Sayfalar

28 Eylül 2014 Pazar

"Aşıklarla başa çıkacak gücün yoksa eğer/ Aşka öyleyse ne diye hayret ediyorsun? Etme"


İnsanın söyledikleri mi daha doğrudur, yoksa yazdıkları mı?
Ben hep yazdıklarının doğru olduğunu savunanlardanım, yazarken daha gerçek, yazarken daha cesur olanlardanım. Sanırım.
Peki ya gerçek dürüstlük?
Dürüst olmak nerede başlıyor. İnsan kendine dürüst olamadıktan sonra başkalarına karşı nasıl dürüst olabilir. Ve kendine dürüst olamıyorsan eğer, nasıl cesaret edersin ki hayata bir adım atmaya…
İki gündür işte böyle sorular kurcalıyor kafamı.
Elbet okuduklarımdan, izlediklerimden de olabilir bütün bunlar. Ama elbet yaşadıklarımdan ve kendime dürüst olamadıklarımdan da…
*
Ve iki gündür bir şeyler yazmam gerek diye oturuyorum bilgisayarın başına. Hatta o meşhur “to do list”ime bile yazdım. Yazmasam olmayacak çünkü, bir şeyler yazılmalı. Akıtılmalı yürekteki irin…
Ama nasıl yazılır ki? Ne yazacağını bilmeden…
O zaman en iyisi şarkılar dinleyelim değil mi? Şarkılarla yazalım. Mesela Şevval Sam açalım ilk önce, bana “Kapıldım Gidiyorum” desin…
Demek.
Dün biri bana şöyle bir cümle kurdu, ya da oradan başlayalım. “İnsanların hayatına istediğin zaman girip, istediğin zaman çıkamazsın Gözde. Buna hakkın yok.”

#### Kaynak veriler
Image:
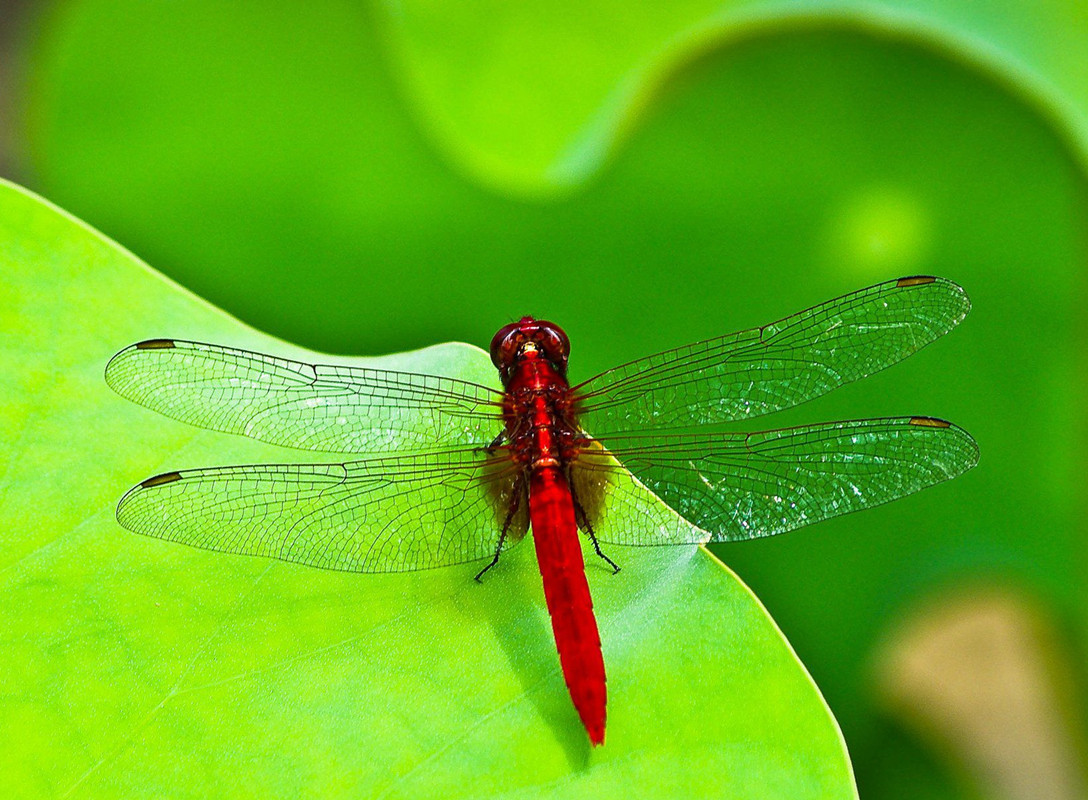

#### Görevler ve alıştırmalar
#1 Dürüstlük üzerine yazıya göre şu soruları yanıtlayın:
(a) Yazar, insanın söyledikleri ile yazdıklarından hangisinin daha doğru olduğunu savunuyor?
(b) Yazar, bir şeyler yazması gerektiğini nereye not etmiş?
(c) Yazar ilk önce hangi sanatçının şarkısını açmayı öneriyor?
#2 Dürüstlük üzerine yazıdan bir bölümü olduğu gibi aktarın: "28 Eylül 2014" sözlerinin geçtiği yerden başlayıp "cesur olanlardanım. Sanırım." sözlerinden sonra bitirin.
#3 Dürüstlük üzerine yazıyı kaldığı yerden sürdürün.

#### Yanıtlar
#1
(a) Yazdıklarının.
(b) "To do list"ine.
(c) Şevval Sam'ın.

#2
28 Eylül 2014 Pazar

"Aşıklarla başa çıkacak gücün yoksa eğer/ Aşka öyleyse ne diye hayret ediyorsun? Etme"


İnsanın söyledikleri mi daha doğrudur, yoksa yazdıkları mı?
Ben hep yazdıklarının doğru olduğunu savunanlardanım, yazarken daha gerçek, yazarken daha cesur olanlardanım. Sanırım.

#3
(ve yazılanlar yazılanlar ardından hızla “delete tuşuna basma”!
Anlaşıldı yazmaya buradan da başlayamayacağız.
*
Ha bir de Etiyopya’ya gittim arada. (Yaşadıklarımı mı yazsım sorusu geliyor işte tam da burada!)
Evet, Etiyopya’ya… Yani benim meşhur Afrika’ma…
Giderken nice gözyaşı döktüğüm, hayatımı karmaşık bir yün yumağına çevirdiğim ve en büyük vazgeçişleri yaşadığım, etkilerini döndükten sonra bile üzerimden atamadığım Afrika’ma…
Ama elbet idealist bir gazeteci olarak değil. ( Neyse burası da sıkıcı ve uzun bir başka kısım, belki bir ara anlatırım.)
Yok, böyle de olmayacak.
Ama yok, yok aslında buradan yazılmalı tam da.
Evet geçtiğimiz hafta Etiyopya’daydım. Benim en büyük kaçışımda.
Ve anladım ki, her büyük kaçış bile bir gün siliniyor. En büyük “gitme eylemini” gerçekleştirdiğin yer bile sıradanlaşabiliyor.
Ve insan, en çok terk etmek istediği yerleri bile özleyebiliyor.
Yok ama ya yazmak istediğim gerçekten de bu değil.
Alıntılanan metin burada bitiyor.